Please output the records below in full, exactly as given, but without the images.

————————

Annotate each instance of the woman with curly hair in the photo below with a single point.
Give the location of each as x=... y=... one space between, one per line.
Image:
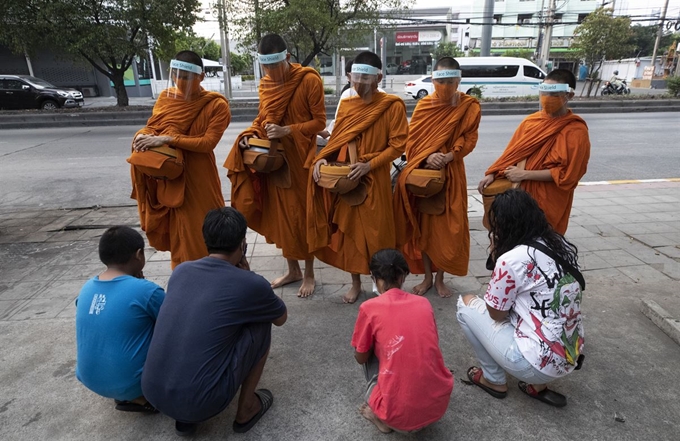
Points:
x=529 y=322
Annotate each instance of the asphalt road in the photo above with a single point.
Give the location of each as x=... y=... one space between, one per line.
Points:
x=81 y=167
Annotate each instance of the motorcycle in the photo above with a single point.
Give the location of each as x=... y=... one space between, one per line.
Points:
x=609 y=89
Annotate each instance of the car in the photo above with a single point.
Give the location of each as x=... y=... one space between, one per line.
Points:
x=27 y=92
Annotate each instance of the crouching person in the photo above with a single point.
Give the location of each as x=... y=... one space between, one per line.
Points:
x=116 y=313
x=213 y=333
x=529 y=323
x=396 y=341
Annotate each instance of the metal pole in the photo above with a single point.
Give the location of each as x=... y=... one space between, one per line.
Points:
x=658 y=37
x=487 y=27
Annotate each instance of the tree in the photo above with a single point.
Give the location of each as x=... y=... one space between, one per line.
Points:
x=310 y=27
x=601 y=37
x=447 y=49
x=109 y=34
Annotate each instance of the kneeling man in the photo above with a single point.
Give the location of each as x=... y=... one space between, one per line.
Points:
x=213 y=333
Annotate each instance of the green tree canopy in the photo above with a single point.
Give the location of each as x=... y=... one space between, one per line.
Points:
x=310 y=27
x=109 y=34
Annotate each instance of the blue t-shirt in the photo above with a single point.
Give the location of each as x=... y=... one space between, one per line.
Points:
x=114 y=324
x=191 y=357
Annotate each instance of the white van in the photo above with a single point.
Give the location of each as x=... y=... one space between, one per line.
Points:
x=497 y=77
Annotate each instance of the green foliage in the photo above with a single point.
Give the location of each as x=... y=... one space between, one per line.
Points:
x=109 y=34
x=447 y=49
x=673 y=85
x=602 y=37
x=310 y=27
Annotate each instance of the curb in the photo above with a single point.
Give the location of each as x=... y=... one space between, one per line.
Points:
x=669 y=325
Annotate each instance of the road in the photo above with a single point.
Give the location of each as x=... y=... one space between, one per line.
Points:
x=81 y=167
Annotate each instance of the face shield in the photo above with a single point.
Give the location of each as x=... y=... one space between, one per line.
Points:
x=364 y=80
x=553 y=96
x=273 y=68
x=184 y=82
x=446 y=83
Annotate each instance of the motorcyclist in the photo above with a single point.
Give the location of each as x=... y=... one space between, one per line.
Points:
x=616 y=82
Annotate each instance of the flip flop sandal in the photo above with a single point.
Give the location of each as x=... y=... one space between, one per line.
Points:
x=546 y=395
x=476 y=380
x=129 y=406
x=267 y=399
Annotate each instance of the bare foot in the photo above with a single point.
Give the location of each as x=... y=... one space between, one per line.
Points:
x=307 y=288
x=288 y=278
x=422 y=287
x=442 y=289
x=352 y=294
x=367 y=413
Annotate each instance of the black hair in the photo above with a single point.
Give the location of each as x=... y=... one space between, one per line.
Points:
x=516 y=218
x=189 y=57
x=563 y=76
x=447 y=63
x=388 y=265
x=271 y=44
x=223 y=230
x=118 y=245
x=368 y=57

————————

→ Result for this task:
Annotate each instance of the woman with curly hair in the photo below with a single point.
Give the location of each as x=... y=... one space between, one per line.
Image:
Points:
x=529 y=322
Annotate each instance of the asphalt road in the photo above with a single point.
Give the location of each as x=... y=... one space between, one per line.
Points:
x=81 y=167
Annotate each instance of the motorcycle in the photo above with a single point.
Give the location of each as x=... y=... one space between, one per line.
Points:
x=609 y=89
Annotate each instance of the car in the photo above with a single point.
Give the location of each as x=... y=... one space between, one per line.
Points:
x=27 y=92
Annotate each instance of the crouching person in the photo above with a single point.
Give the location of each as x=... y=... one space between, one per line.
Points:
x=116 y=313
x=213 y=333
x=529 y=323
x=396 y=341
Annotate each instance of the metal pole in the photo above with a single point.
Give the location of each as x=... y=... one space between, one per line.
Points:
x=658 y=37
x=487 y=27
Annotate each instance of the tree in the photo above with a single point.
Give the location of each as x=... y=... one space between, one per line.
Points:
x=310 y=27
x=601 y=37
x=447 y=49
x=109 y=34
Annotate each instance of the kneeling man in the photo above with a single point.
Give the location of each as x=... y=... one space between, one per line.
Points:
x=213 y=333
Annotate each instance of the green tree canopy in the photo above with a single point.
Give the location of each as x=... y=... one space between, one per line.
Points:
x=310 y=27
x=109 y=34
Annotate each instance of the blue t-shirt in the photo above with a single point.
Give the location of each as x=... y=... one space between, one per line.
Points:
x=114 y=324
x=191 y=357
Annotate each instance of the white van in the photo above with a single point.
Give the location of each as x=... y=... one space between, one per line.
Points:
x=497 y=77
Annotate each instance of the green foliage in the photo above with a single point.
Give the location of each as x=... y=... one space between, one per line.
Points:
x=109 y=34
x=447 y=49
x=673 y=85
x=602 y=37
x=310 y=27
Annotate each instance of the curb in the photo above with a single point.
Give the location of each as x=... y=... one space between, one per line.
Points:
x=669 y=325
Annotate each instance of the road in the photo above with a single point.
Give the location of each as x=... y=... one space between, one per line.
Points:
x=81 y=167
Annotate each instance of the face shield in the photo above with a single point.
Give the location of each as x=... y=... one space between, one per line.
Points:
x=364 y=80
x=553 y=96
x=273 y=68
x=184 y=82
x=446 y=83
Annotate each instance of the motorcyclist in the photo above with a single point.
Give the location of each as x=... y=... one space between, one per line.
Points:
x=616 y=82
Annotate each instance of the flip flop sandal in the photo above with a single point.
Give the location of each as x=... y=... one space between, one per line.
Points:
x=546 y=395
x=476 y=380
x=129 y=406
x=267 y=399
Annotate each instance of the bare foot in the photo above with a single point.
Give the location of each as x=... y=... one space between, one per line.
Points:
x=307 y=288
x=288 y=278
x=422 y=287
x=442 y=289
x=352 y=294
x=367 y=413
Annotate each instance of the black hair in the photo above with a single point.
Give the location of each as x=... y=... one space between, one per line.
Points:
x=516 y=218
x=189 y=57
x=563 y=76
x=447 y=63
x=388 y=265
x=271 y=44
x=223 y=230
x=118 y=245
x=368 y=57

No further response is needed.